:: Required work ::
Below is a set of records; print all of them exactly as written.

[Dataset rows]
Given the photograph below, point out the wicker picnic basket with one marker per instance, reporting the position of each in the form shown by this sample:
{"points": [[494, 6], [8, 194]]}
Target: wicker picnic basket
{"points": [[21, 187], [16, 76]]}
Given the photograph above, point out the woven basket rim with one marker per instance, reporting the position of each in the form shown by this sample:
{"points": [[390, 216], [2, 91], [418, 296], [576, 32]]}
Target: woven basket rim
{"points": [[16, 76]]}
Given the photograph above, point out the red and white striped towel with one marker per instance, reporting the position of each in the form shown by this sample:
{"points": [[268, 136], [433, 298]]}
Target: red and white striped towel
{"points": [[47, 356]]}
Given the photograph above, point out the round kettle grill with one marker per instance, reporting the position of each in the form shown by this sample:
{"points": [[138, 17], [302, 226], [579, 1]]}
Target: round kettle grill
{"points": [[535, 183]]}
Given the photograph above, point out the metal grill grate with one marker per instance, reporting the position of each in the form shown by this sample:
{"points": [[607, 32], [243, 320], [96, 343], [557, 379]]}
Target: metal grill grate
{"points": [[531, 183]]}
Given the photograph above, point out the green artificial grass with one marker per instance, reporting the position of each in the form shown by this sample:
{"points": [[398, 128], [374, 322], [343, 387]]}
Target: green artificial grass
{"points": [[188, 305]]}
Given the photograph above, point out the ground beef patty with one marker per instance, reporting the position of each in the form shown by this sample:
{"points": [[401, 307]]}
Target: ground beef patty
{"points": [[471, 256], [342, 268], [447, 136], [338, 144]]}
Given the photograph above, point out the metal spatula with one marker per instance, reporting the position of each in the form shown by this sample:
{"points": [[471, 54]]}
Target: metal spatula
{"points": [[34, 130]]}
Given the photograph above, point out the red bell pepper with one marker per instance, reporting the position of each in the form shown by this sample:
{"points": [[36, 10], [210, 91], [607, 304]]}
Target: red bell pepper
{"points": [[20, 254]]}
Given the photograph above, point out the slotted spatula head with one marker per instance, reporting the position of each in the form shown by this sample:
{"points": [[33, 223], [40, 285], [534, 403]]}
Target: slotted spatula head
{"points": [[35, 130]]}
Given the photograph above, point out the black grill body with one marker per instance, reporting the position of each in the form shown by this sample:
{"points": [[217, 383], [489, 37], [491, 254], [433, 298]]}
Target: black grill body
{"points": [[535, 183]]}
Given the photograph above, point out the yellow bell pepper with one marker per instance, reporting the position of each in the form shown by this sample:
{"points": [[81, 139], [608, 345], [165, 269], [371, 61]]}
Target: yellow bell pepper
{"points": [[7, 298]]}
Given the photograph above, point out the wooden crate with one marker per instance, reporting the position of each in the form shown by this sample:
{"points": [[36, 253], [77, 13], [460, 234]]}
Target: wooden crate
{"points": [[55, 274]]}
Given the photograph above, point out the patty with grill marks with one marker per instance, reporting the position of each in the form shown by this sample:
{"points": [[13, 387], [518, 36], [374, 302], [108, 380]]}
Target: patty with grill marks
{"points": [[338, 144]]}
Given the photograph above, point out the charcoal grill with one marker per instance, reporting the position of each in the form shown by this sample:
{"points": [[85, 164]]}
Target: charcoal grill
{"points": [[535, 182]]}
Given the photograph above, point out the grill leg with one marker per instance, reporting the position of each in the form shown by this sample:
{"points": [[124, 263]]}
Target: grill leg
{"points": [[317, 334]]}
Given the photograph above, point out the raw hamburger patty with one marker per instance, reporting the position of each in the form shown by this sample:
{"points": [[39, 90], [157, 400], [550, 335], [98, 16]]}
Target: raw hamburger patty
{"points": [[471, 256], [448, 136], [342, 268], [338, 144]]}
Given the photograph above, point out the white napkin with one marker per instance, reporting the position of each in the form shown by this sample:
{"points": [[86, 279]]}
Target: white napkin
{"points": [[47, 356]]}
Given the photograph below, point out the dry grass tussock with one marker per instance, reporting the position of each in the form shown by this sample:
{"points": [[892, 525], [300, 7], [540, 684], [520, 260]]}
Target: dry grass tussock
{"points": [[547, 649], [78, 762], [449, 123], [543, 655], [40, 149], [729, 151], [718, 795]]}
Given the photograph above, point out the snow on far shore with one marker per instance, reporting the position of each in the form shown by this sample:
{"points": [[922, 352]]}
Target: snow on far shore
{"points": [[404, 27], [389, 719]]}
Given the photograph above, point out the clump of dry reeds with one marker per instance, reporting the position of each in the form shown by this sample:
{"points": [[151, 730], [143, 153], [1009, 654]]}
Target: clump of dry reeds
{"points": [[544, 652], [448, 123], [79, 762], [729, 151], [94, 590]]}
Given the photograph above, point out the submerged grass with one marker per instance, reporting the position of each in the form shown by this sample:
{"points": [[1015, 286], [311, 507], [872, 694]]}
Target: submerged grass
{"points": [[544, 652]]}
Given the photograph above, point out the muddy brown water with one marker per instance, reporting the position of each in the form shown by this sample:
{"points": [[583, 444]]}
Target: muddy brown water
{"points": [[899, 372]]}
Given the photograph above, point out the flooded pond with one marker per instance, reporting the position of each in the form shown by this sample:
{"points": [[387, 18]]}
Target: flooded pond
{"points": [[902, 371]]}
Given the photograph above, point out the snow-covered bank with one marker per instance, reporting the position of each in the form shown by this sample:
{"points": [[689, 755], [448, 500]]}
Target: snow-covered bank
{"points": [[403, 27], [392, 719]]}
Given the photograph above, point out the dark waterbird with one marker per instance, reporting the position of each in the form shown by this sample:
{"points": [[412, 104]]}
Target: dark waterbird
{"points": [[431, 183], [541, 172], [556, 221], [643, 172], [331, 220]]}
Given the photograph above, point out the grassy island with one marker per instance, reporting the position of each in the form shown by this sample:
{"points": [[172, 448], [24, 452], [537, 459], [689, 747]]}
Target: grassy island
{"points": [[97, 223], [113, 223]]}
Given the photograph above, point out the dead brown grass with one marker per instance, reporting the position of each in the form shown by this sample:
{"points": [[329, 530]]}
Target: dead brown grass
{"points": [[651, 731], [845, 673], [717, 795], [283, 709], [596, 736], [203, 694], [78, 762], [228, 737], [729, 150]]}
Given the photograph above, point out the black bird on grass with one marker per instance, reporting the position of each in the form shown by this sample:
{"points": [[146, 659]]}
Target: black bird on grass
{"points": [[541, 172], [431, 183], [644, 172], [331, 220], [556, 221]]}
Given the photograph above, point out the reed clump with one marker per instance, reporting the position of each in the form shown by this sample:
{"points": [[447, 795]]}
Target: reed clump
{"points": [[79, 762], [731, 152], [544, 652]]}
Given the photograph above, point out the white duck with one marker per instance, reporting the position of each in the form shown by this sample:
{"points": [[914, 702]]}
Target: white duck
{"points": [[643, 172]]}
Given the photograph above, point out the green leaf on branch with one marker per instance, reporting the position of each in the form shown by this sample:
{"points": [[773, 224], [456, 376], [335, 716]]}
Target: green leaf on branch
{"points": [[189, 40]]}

:: Result of the exercise ::
Given the photograph below, point out the wicker picnic basket with one marker per instance, reporting the position of each in the form shown by this sample:
{"points": [[494, 6], [8, 194]]}
Target: wicker picnic basket
{"points": [[21, 187], [16, 76]]}
Given the photograph above, point out the woven basket rim with one marker per instance, reporting the position of each in the form shown by this sample:
{"points": [[390, 216], [2, 91], [418, 296], [576, 32]]}
Target: woven basket rim
{"points": [[16, 76]]}
Given the photograph above, point out the red and white striped towel with one marker per instance, reporting the position of each in the form shown by this sample:
{"points": [[268, 136], [433, 298]]}
Target: red and white striped towel
{"points": [[47, 356]]}
Given the photograph above, point out the round kettle grill with one marker per instance, reporting the position of each in the form shown by this sample:
{"points": [[138, 17], [302, 226], [579, 1]]}
Target: round kettle grill
{"points": [[535, 183]]}
Given the photograph above, point out the metal grill grate with one marker per instance, reporting the position of each in the form shown by this sample:
{"points": [[607, 32], [243, 320], [96, 343], [557, 379]]}
Target: metal grill grate
{"points": [[531, 183]]}
Given the photograph above, point out the green artificial grass with one marker per instance, reporting the position of each in the form shown by this sample:
{"points": [[398, 128], [374, 322], [343, 387]]}
Target: green artificial grass
{"points": [[188, 305]]}
Given the photograph above, point out the ground beef patty with one marker per instance, reporting the position of each in the form shown by this sample:
{"points": [[401, 307]]}
Target: ground beef patty
{"points": [[471, 256], [342, 268], [447, 136], [338, 144]]}
Given the photograph above, point out the metal spatula with one marker per instance, reporting the position of each in the form shown by this sample:
{"points": [[471, 54]]}
Target: metal spatula
{"points": [[34, 130]]}
Given the photograph above, point out the red bell pepper with one marker per instance, reporting the position of each in the form shown by this sample:
{"points": [[36, 10], [210, 91], [607, 304]]}
Target: red bell pepper
{"points": [[20, 254]]}
Given the photograph above, point out the slotted spatula head with one marker per instance, reporting the position of each in the form shown by this sample:
{"points": [[33, 223], [40, 285], [534, 403]]}
Target: slotted spatula head
{"points": [[35, 130]]}
Given the photograph above, point out the black grill body with one marker per instance, reporting the position of each in the form shown by this sample:
{"points": [[217, 383], [489, 37], [491, 254], [433, 298]]}
Target: black grill body
{"points": [[535, 183]]}
Given the photograph above, point out the yellow bell pepper with one marker per instance, reporting the position of each in the form shown by this sample:
{"points": [[81, 139], [608, 345], [165, 269], [371, 61]]}
Target: yellow bell pepper
{"points": [[7, 298]]}
Given the photograph above, point out the wooden crate with one marker per instance, reporting the position of each in the form shown by this sample:
{"points": [[36, 253], [77, 13], [460, 234]]}
Target: wooden crate
{"points": [[55, 274]]}
Given the photograph above, point out the patty with grill marks with one marker per instance, reporting the position of each in the form shown by this sample:
{"points": [[13, 387], [518, 36], [374, 302], [108, 380]]}
Target: patty with grill marks
{"points": [[338, 144]]}
Given the photograph above, point out the charcoal grill with one marker per instance, reporting the position of each in the form shown by this sample:
{"points": [[85, 164]]}
Target: charcoal grill
{"points": [[535, 182]]}
Given the photograph above, point out the grill leg with one marker per instance, reporting the position of each in the form shown by this sample:
{"points": [[124, 263]]}
Target: grill leg
{"points": [[317, 334]]}
Given the photograph above, point out the raw hamburger patty with one marker per instance, reporting the position of each in the form shown by this sample:
{"points": [[39, 90], [157, 400], [550, 335], [98, 16]]}
Target: raw hamburger patty
{"points": [[471, 256], [448, 136], [342, 268], [338, 144]]}
Given the photograph above, point out the white napkin with one marker per instance, reporting the position of each in the form shown by this sample:
{"points": [[86, 279]]}
Target: white napkin
{"points": [[47, 356]]}
Given the photograph below, point out the dry grass tussock with one marker per instance, reporting the position of each in the form shown by this sample:
{"points": [[892, 525], [300, 7], [540, 684], [520, 260]]}
Target: dry grass tussock
{"points": [[547, 649], [78, 762], [449, 123], [543, 655], [40, 149], [729, 151], [718, 795]]}
Given the photograph above, point out the snow on far shore with one marker per instance, reporting the position of each in the form shown by this sample:
{"points": [[922, 352]]}
Target: snow on far shore
{"points": [[404, 27], [389, 719]]}
Given the photograph above, point out the clump of dry reeds with one marker per instance, reporting the position of each in the form shown by this sample:
{"points": [[151, 730], [143, 153], [1009, 654]]}
Target: clump of dry reeds
{"points": [[544, 652], [448, 123], [79, 762], [729, 151], [94, 590]]}
Given the photograph above, point out the submerged grass with one marker per instance, reporting the position of each in the form shown by this sample:
{"points": [[1015, 286], [311, 507], [872, 694]]}
Target: submerged grass
{"points": [[544, 652]]}
Given the photograph above, point out the muddy brown water with one marker per instance, reporting the position of each in the form shown by this sample:
{"points": [[583, 444]]}
Target: muddy brown water
{"points": [[899, 372]]}
Given the photograph above, point out the flooded pond with one marker per instance, reporting the position of each in the form shown by this sample:
{"points": [[387, 18]]}
Target: flooded pond
{"points": [[902, 371]]}
Given the photograph above, point out the snow-covered bank with one marker per instance, reporting the position of each in the form shown by this sample:
{"points": [[689, 755], [448, 500]]}
Target: snow-covered bank
{"points": [[403, 27], [392, 719]]}
Given the photograph above, point out the dark waterbird with one marker per instance, reporting the position of each in the form shown by this sample:
{"points": [[412, 104]]}
Target: dark waterbird
{"points": [[431, 183], [541, 172], [556, 221], [643, 172], [331, 220]]}
Given the photograph above, point out the grassy island with one marker per instance, reporting the position of each in the form shown by this sample:
{"points": [[172, 448], [24, 452], [537, 459], [689, 747]]}
Target: grassy island
{"points": [[97, 223], [113, 223]]}
Given the photograph above, point out the dead brown grass with one marker per instance, reporting the position of each in the form shown by this sample:
{"points": [[329, 530]]}
Target: dead brown grass
{"points": [[651, 731], [845, 673], [717, 795], [283, 709], [596, 736], [203, 694], [78, 762], [228, 737], [729, 150]]}
Given the photograph above, point out the black bird on grass with one marker per instance, reporting the position of each in the form shown by this sample:
{"points": [[146, 659]]}
Target: black bird on grass
{"points": [[541, 172], [431, 183], [644, 172], [331, 220], [556, 221]]}
Given the photograph above, point out the reed clump with one marker per instance, reporting the position of each in the form shown by this sample:
{"points": [[447, 795]]}
Target: reed clump
{"points": [[79, 762], [731, 152], [544, 652]]}
Given the photograph above, point out the white duck with one marker per instance, reporting the position of each in the form shown by this sample:
{"points": [[914, 702]]}
Target: white duck
{"points": [[643, 172]]}
Given the photograph above, point out the green leaf on branch with one marker per instance, reporting the position of each in the form shown by this sample:
{"points": [[773, 224], [456, 376], [335, 716]]}
Target: green leaf on branch
{"points": [[189, 40]]}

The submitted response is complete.